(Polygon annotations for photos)
-- BEGIN --
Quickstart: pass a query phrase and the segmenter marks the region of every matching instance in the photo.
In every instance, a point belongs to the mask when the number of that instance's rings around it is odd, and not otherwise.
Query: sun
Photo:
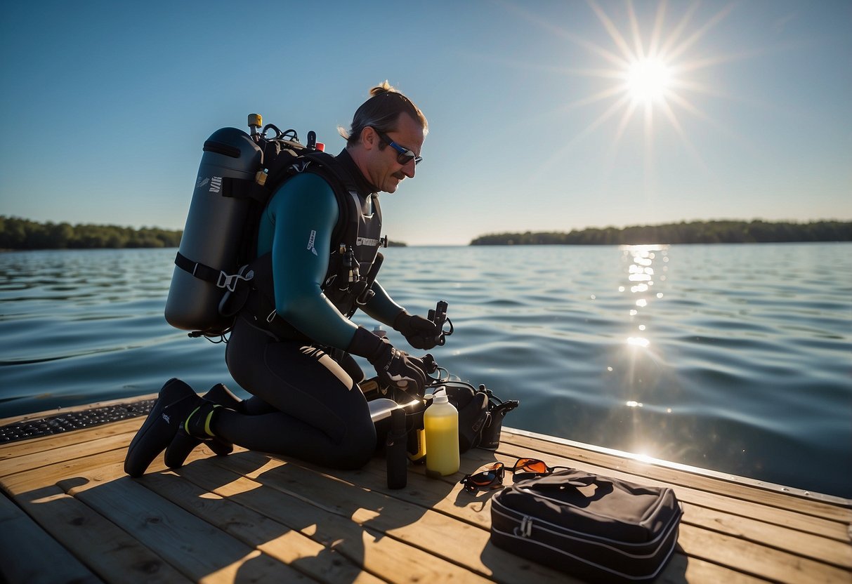
[[[663,103],[672,86],[671,67],[659,57],[633,61],[625,77],[630,99],[645,105]]]

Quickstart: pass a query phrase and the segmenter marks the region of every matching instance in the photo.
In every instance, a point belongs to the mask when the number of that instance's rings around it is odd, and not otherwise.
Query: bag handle
[[[599,477],[596,474],[589,474],[584,477],[571,477],[566,479],[566,475],[576,473],[575,470],[558,471],[544,477],[531,478],[530,486],[534,486],[541,490],[561,490],[566,487],[573,487],[579,490],[581,487],[590,487],[595,485],[598,489],[608,487],[608,490],[613,490],[613,481]]]

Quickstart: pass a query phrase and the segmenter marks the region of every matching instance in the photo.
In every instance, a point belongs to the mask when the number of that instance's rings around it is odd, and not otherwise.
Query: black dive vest
[[[320,175],[337,200],[339,218],[331,232],[331,253],[321,288],[335,308],[348,318],[373,295],[370,287],[382,265],[378,250],[386,245],[386,239],[381,235],[378,195],[362,196],[345,169],[339,164],[331,166],[312,164],[305,172]],[[240,314],[279,340],[313,341],[275,312],[272,254],[258,257],[250,269],[254,278]]]

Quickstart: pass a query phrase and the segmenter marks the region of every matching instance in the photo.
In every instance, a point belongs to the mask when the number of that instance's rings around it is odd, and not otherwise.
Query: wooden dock
[[[239,448],[199,447],[177,471],[161,456],[134,479],[123,462],[143,419],[0,446],[0,581],[577,581],[491,545],[496,491],[458,484],[523,455],[672,487],[684,515],[659,582],[852,582],[849,500],[508,428],[458,476],[412,466],[400,490],[380,456],[329,471]]]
-- END --
Copy out every entry above word for word, leaving out the pictures.

Quickstart: pass a query phrase and the segmenter marks the region of every matching instance in the photo.
In every instance, a point belongs to the mask when the number of that instance's rings around it is odd, and not otherwise.
Query: sun
Photo:
[[[663,103],[672,86],[671,67],[659,57],[633,61],[625,77],[630,99],[645,105]]]

Quickstart: pass a query phrase and the segmenter marks the region of every matching instance in the photo.
In every instance, a point belongs to the mask when the number of that instance's rings around it is odd, and not otherwise.
Query: bag handle
[[[599,477],[596,474],[589,474],[584,477],[571,477],[566,479],[566,475],[576,473],[575,470],[558,471],[544,477],[531,478],[530,486],[534,486],[541,490],[561,490],[566,487],[573,487],[579,490],[581,487],[590,487],[595,485],[598,489],[608,487],[608,490],[613,490],[613,481]]]

Quickstart: pass a query phrase and the segmenter marks the region of every matching instance in the photo.
In every instance, a point belongs to the mask when the number of that instance's rings around it is odd, and not otherwise.
Query: black dive vest
[[[320,175],[337,200],[339,218],[331,232],[331,253],[321,288],[335,308],[348,318],[373,295],[370,287],[382,265],[378,250],[386,245],[386,239],[381,235],[378,195],[362,196],[345,169],[339,164],[331,166],[312,164],[305,172]],[[240,314],[279,340],[313,341],[275,312],[272,254],[258,257],[250,269],[254,278]]]

Quickstart: pass a query phrase and the segmenter marks the region of every matching instance in the photo.
In every instance, a point belongs to the mask when the number of that instance's rings around it is odd, and not otherwise.
Query: wooden dock
[[[239,448],[199,447],[177,471],[161,456],[134,479],[123,462],[143,419],[0,446],[0,581],[577,581],[491,545],[496,491],[458,484],[523,455],[672,487],[684,515],[659,582],[852,582],[849,500],[508,428],[458,476],[412,466],[400,490],[380,456],[329,471]]]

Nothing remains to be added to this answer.